Rescale the data from the line containing "[det] groom's blue suit jacket" through the line containing "[564,31,630,92]", writing out every line of that stretch, with each bounding-box coordinate multiplied by 2.55 and rounded to a whole number, halves rounded up. Return only those lines, leaving everything other than the coordinates unchanged.
━━━ Record list
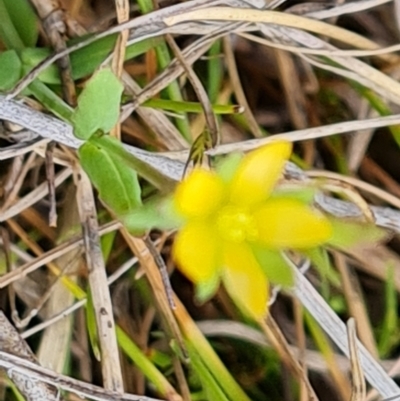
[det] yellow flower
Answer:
[173,142,331,318]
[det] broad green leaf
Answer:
[3,0,39,46]
[78,141,141,216]
[0,50,21,91]
[195,274,219,304]
[72,68,123,139]
[0,0,24,49]
[121,198,182,235]
[252,246,294,287]
[327,219,387,249]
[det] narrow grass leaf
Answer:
[327,219,387,249]
[116,326,177,399]
[85,287,101,361]
[0,50,22,91]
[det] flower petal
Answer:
[230,141,292,206]
[222,243,268,319]
[254,198,332,248]
[172,221,222,283]
[174,169,225,218]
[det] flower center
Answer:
[217,206,257,242]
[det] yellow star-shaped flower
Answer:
[173,142,332,318]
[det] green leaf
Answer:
[252,245,294,287]
[3,0,39,46]
[116,326,177,398]
[215,153,243,183]
[121,198,182,235]
[327,219,388,249]
[378,264,399,358]
[195,274,219,304]
[0,50,22,91]
[301,247,341,288]
[78,141,141,217]
[72,68,123,140]
[270,187,317,205]
[0,0,24,49]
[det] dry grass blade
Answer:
[110,0,129,138]
[287,259,400,397]
[0,348,162,401]
[167,35,221,146]
[0,311,63,401]
[164,7,386,49]
[333,252,379,358]
[347,318,367,401]
[76,170,124,394]
[32,0,76,106]
[260,315,318,401]
[223,34,263,138]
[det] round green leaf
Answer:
[78,141,141,217]
[72,68,123,139]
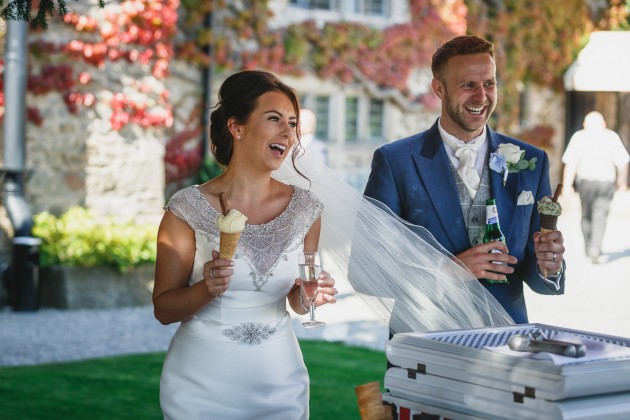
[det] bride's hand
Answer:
[315,271,339,306]
[203,251,234,299]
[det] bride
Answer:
[153,71,337,420]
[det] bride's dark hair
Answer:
[210,70,306,178]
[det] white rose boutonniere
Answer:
[488,143,538,187]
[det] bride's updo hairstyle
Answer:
[210,70,301,177]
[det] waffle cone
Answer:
[219,232,241,260]
[540,214,558,233]
[354,382,391,420]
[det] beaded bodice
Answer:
[165,186,323,290]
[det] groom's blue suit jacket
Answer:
[365,122,564,323]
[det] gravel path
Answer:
[0,306,177,366]
[0,294,388,366]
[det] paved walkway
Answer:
[0,192,630,366]
[526,191,630,337]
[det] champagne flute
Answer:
[298,252,326,328]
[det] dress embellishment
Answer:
[223,322,276,346]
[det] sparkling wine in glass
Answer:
[298,252,326,328]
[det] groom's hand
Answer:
[456,241,518,280]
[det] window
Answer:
[290,0,335,10]
[314,96,330,141]
[368,99,384,140]
[345,98,359,143]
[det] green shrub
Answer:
[33,206,157,272]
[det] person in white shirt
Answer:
[562,111,630,264]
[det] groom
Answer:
[365,36,565,323]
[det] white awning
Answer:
[564,31,630,92]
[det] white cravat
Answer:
[440,126,486,198]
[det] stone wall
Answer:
[0,3,203,307]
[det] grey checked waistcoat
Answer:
[449,155,490,246]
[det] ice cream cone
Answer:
[354,382,391,420]
[219,232,241,260]
[540,213,558,233]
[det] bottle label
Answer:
[490,248,507,265]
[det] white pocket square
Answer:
[516,191,534,206]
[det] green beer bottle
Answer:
[483,198,507,284]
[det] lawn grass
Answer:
[0,341,386,420]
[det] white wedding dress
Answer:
[160,186,322,420]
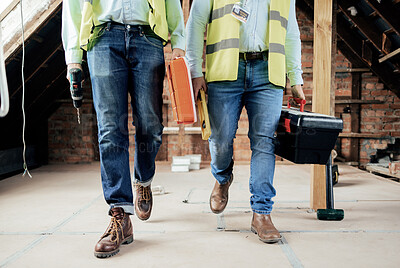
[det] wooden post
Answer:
[310,0,333,210]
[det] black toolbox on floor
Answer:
[275,104,343,165]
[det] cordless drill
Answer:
[69,68,83,124]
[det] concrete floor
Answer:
[0,163,400,268]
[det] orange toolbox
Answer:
[167,58,197,124]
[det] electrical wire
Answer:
[19,0,32,178]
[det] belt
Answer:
[239,50,268,60]
[100,21,164,39]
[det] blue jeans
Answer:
[88,23,165,214]
[208,59,283,214]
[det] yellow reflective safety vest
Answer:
[79,0,168,50]
[206,0,290,87]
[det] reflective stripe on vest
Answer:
[147,0,168,42]
[206,0,240,82]
[79,0,94,50]
[206,0,290,87]
[79,0,168,50]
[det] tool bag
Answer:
[275,98,343,165]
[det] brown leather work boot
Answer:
[135,183,153,221]
[251,212,281,244]
[210,175,233,214]
[94,208,133,258]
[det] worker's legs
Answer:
[208,62,245,184]
[88,26,134,214]
[244,60,283,214]
[127,28,165,186]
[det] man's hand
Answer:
[172,48,185,60]
[67,63,83,82]
[290,85,306,107]
[192,76,207,101]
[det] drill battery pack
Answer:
[167,58,197,124]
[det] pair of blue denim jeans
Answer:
[208,57,283,214]
[87,23,165,214]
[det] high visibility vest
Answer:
[79,0,168,50]
[206,0,290,87]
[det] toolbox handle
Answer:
[288,97,307,112]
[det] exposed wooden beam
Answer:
[338,0,386,54]
[310,0,333,210]
[0,0,20,21]
[338,16,400,97]
[10,43,62,98]
[378,48,400,63]
[365,0,400,35]
[4,0,62,60]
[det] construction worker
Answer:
[62,0,185,258]
[186,0,305,243]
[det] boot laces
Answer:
[136,184,151,201]
[103,216,124,243]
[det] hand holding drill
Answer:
[67,63,83,124]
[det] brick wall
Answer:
[49,7,400,163]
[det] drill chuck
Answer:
[69,68,83,109]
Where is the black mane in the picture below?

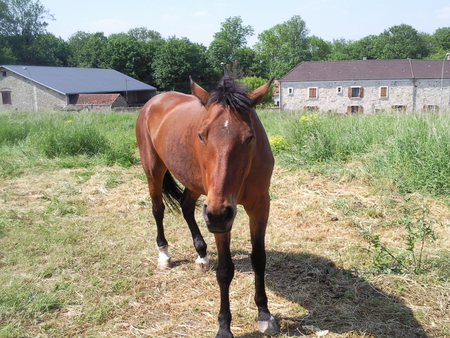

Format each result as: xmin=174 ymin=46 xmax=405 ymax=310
xmin=208 ymin=76 xmax=252 ymax=113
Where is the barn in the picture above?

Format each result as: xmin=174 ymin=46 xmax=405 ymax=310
xmin=279 ymin=59 xmax=450 ymax=114
xmin=0 ymin=65 xmax=156 ymax=111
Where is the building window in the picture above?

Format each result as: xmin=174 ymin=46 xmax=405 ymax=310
xmin=303 ymin=106 xmax=319 ymax=112
xmin=2 ymin=91 xmax=12 ymax=104
xmin=380 ymin=86 xmax=389 ymax=99
xmin=423 ymin=104 xmax=439 ymax=111
xmin=348 ymin=87 xmax=364 ymax=98
xmin=392 ymin=104 xmax=406 ymax=111
xmin=347 ymin=106 xmax=363 ymax=114
xmin=308 ymin=87 xmax=319 ymax=99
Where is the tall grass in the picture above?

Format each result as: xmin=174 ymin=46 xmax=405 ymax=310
xmin=261 ymin=112 xmax=450 ymax=196
xmin=0 ymin=112 xmax=137 ymax=177
xmin=0 ymin=111 xmax=450 ymax=196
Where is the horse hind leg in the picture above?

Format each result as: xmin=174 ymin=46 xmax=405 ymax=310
xmin=180 ymin=189 xmax=209 ymax=271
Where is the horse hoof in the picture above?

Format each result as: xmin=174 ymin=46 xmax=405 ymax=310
━━━━━━
- _Problem solution_
[det] groom's blue suit jacket
Answer:
[931,311,1438,824]
[det] gravel path
Answer:
[0,780,451,933]
[0,750,989,933]
[det] paved walkway
Answer:
[0,490,1607,933]
[1341,487,1607,859]
[det] champagne flute
Answer:
[760,643,831,836]
[det] dress embellishment
Answer:
[569,821,704,882]
[det] sparkling wine in glass
Answer:
[760,643,831,836]
[det] groom's hand
Answer:
[1163,615,1321,714]
[det] window
Answer:
[740,0,854,26]
[801,245,842,360]
[938,252,979,357]
[880,250,915,365]
[det] green shrub
Answer:
[84,525,400,694]
[det] person in white shirt
Answer:
[1433,283,1607,673]
[det] groom
Answer:
[931,92,1441,824]
[det] white awning
Answer:
[1438,79,1607,235]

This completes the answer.